- **Exercise description**
Please gather every line in the data below that contains the string "couch", and copy each of those lines unchanged.

- **Data extract**
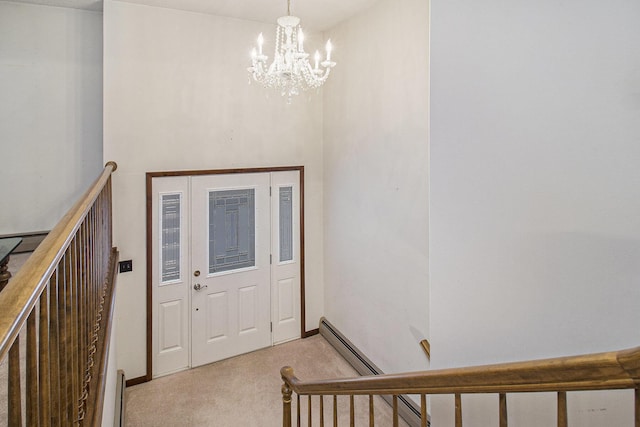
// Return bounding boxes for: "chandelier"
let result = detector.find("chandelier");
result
[248,0,336,102]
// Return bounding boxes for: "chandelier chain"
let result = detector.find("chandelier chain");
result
[247,0,336,102]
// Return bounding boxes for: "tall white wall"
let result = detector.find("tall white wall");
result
[0,1,103,235]
[104,1,324,378]
[323,0,429,372]
[430,0,640,426]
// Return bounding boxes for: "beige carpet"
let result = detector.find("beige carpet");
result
[126,335,406,427]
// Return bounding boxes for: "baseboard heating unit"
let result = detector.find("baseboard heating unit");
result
[113,369,126,427]
[320,317,431,427]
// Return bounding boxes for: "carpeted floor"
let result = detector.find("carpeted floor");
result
[0,254,406,427]
[126,335,406,427]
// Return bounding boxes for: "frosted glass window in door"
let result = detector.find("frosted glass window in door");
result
[209,188,256,273]
[278,187,293,262]
[160,193,182,283]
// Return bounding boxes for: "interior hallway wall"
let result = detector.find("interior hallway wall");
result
[430,0,640,426]
[0,1,103,235]
[323,0,429,372]
[104,0,324,378]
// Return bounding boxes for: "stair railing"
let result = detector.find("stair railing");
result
[0,162,118,426]
[280,347,640,427]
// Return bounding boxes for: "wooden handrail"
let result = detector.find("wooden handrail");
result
[0,162,118,360]
[280,347,640,395]
[280,347,640,427]
[0,162,118,426]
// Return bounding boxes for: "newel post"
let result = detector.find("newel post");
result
[282,383,291,427]
[280,366,293,427]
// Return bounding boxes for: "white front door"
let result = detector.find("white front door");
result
[191,173,271,367]
[150,170,302,377]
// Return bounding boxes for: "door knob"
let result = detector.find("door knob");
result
[193,283,207,291]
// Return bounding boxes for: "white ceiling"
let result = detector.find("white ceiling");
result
[10,0,377,31]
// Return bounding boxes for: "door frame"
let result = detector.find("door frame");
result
[140,166,310,386]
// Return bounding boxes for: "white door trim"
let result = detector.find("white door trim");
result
[144,166,308,386]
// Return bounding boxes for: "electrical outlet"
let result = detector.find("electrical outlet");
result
[119,259,133,273]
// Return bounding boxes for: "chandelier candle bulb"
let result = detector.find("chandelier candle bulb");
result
[247,0,336,102]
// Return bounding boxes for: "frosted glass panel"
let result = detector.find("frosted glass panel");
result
[160,193,181,283]
[209,189,256,273]
[279,187,293,262]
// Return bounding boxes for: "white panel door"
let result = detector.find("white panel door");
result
[271,171,301,344]
[191,173,272,367]
[152,177,190,377]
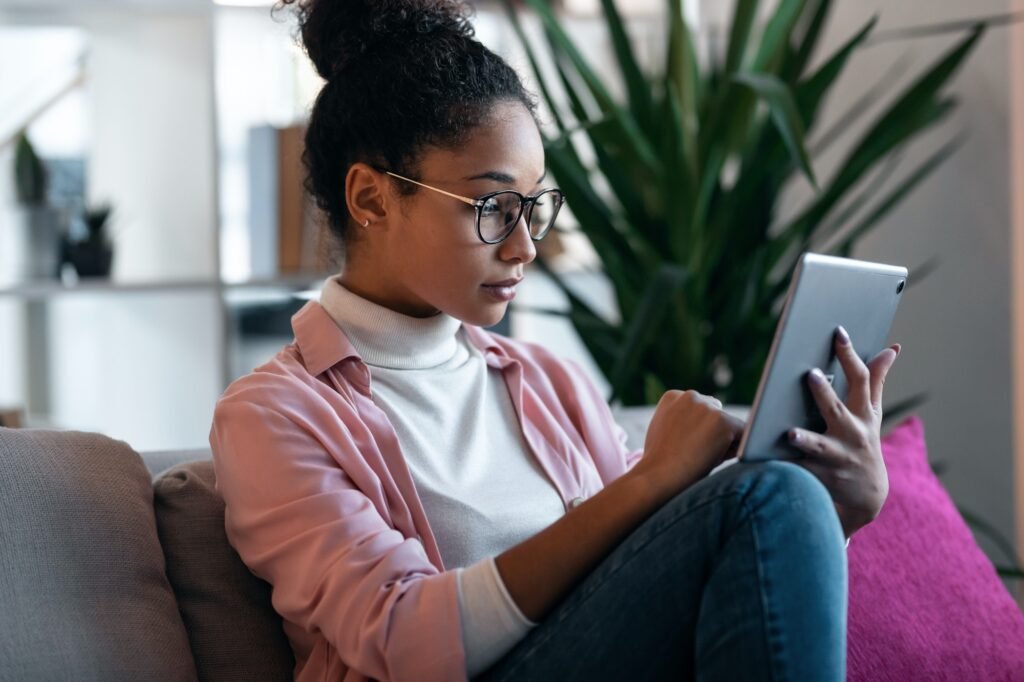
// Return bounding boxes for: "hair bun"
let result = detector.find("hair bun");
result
[279,0,473,80]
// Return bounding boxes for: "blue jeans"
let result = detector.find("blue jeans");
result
[474,461,847,682]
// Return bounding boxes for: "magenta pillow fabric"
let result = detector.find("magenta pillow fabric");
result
[847,417,1024,682]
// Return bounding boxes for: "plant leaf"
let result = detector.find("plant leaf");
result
[732,73,818,189]
[729,0,758,74]
[601,0,653,128]
[608,263,686,402]
[833,137,964,256]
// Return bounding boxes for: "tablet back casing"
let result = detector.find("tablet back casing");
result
[738,253,907,460]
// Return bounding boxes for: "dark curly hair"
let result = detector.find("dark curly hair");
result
[274,0,537,253]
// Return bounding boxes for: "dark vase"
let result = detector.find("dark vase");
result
[67,240,114,278]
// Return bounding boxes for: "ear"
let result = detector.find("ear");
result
[345,162,388,227]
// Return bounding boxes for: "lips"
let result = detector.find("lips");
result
[483,278,522,287]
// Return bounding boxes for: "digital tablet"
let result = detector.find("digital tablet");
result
[736,253,907,461]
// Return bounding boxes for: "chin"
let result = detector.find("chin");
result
[463,304,508,327]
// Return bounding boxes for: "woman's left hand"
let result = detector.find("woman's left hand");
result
[790,327,900,538]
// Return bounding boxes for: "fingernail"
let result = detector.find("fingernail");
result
[836,325,850,346]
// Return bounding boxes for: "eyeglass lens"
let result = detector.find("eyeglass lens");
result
[480,190,560,242]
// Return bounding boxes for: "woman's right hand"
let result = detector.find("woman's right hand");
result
[631,390,744,499]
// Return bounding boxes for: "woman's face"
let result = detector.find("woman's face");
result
[342,97,544,327]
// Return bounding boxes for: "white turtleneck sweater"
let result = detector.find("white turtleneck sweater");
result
[321,275,565,676]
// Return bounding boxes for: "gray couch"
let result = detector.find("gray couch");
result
[0,428,294,682]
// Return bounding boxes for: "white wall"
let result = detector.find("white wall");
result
[802,0,1020,558]
[1010,0,1024,561]
[83,12,217,280]
[0,6,224,450]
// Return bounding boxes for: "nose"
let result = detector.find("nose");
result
[498,212,537,263]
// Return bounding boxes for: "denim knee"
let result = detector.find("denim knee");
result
[702,460,845,544]
[736,460,844,542]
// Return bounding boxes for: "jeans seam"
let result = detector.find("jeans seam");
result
[740,497,778,682]
[502,491,745,680]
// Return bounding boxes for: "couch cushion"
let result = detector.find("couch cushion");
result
[0,428,196,680]
[154,460,295,682]
[847,417,1024,682]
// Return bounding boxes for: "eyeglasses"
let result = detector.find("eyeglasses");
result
[381,169,565,244]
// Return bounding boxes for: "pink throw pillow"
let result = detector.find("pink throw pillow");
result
[847,417,1024,682]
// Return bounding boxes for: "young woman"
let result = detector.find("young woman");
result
[210,0,898,681]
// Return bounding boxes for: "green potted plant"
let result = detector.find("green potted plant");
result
[3,130,63,281]
[504,0,1024,580]
[506,0,985,415]
[66,204,114,278]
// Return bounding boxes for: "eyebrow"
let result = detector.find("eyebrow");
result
[464,168,548,184]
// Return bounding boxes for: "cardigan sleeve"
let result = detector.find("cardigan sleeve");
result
[210,393,466,682]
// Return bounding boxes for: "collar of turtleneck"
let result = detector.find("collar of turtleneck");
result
[319,274,462,370]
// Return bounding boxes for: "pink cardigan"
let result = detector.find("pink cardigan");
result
[210,302,642,682]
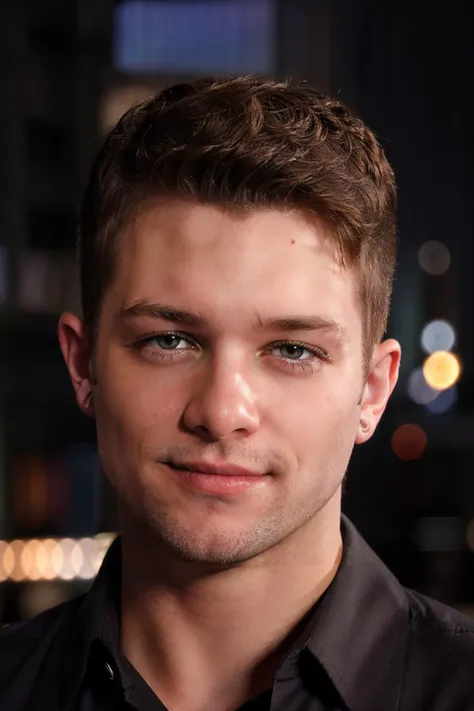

- **Expected output**
// Return bounding boxes for: "gray couch"
let result = detector.find("gray couch");
// Return bounding boxes for: "couch cushion"
let result = detector.find("couch cushion");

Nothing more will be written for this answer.